提供文章 »
——————

張り詰める日常が切れる音

ぷつん と糸が切れるような
ぱちん と風船が弾けるような
ふっ とコップから水が溢れるような
ビリリ と電気が走るような
そんな表現を使われる、急に何か訪れる瞬間

この前、大豆田とわこと3人の元夫というドラマを見ている時、急に大号泣してしまった時がまさにそうだった。淡くて温かい色調のドラマなのに、どこか物哀しさが生まれるのは、ぱきぱきとした若者の感情ではなく、緩やかな坂のような大人の感情を出演者がうまく演じてたからだと思う。以前一度見たことあるドラマだったのに、前よりも悲しさが強く感じ取れたのは、生意気にも歳をとって成長したから、だと思った。そんな繊細な感情を感じ取れるようになって、ドラマに流れる悲しさを掴むことができて、気付いたら大洪水の涙が流れた。それは、見ている時だけではなく、終わった後に入ったお風呂まで引きずる涙だった。

——————

提供資料 »
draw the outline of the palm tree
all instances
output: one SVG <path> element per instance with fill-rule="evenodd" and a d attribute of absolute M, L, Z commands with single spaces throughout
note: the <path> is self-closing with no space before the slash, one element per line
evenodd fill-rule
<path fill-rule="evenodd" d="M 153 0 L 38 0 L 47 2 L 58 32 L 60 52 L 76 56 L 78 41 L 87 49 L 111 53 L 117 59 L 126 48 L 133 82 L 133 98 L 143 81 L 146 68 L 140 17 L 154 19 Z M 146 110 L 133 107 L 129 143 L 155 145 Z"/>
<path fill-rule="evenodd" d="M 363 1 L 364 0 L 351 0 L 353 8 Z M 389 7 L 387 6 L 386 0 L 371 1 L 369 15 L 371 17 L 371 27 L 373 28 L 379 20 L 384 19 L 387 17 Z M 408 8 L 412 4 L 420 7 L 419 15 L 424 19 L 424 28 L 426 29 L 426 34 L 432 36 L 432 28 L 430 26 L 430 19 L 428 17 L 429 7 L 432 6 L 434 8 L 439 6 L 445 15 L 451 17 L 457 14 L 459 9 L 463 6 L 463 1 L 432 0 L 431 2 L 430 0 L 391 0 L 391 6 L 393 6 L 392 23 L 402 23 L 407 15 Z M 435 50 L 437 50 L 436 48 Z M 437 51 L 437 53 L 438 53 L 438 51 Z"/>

——————

作業指示 1 »
提供文章について、次の問いに答えよ。
(a) 冒頭の表現で、「ぷつん」と切れるものとして挙げられているのは何か。
(b) 筆者が見ていて大号泣したドラマの題名は何か。
(c) 筆者の涙は、ドラマが終わった後、どこまで続いたか。
作業指示 2 » 提供文章に出てくる擬音語・擬態語を、すべて挙げよ。

最終回答 1 »
(a) 糸
(b) 大豆田とわこと3人の元夫
(c) 終わった後に入ったお風呂まで

最終回答 2 »
ぷつん
ぱちん
ふっ
ビリリ
ぱきぱき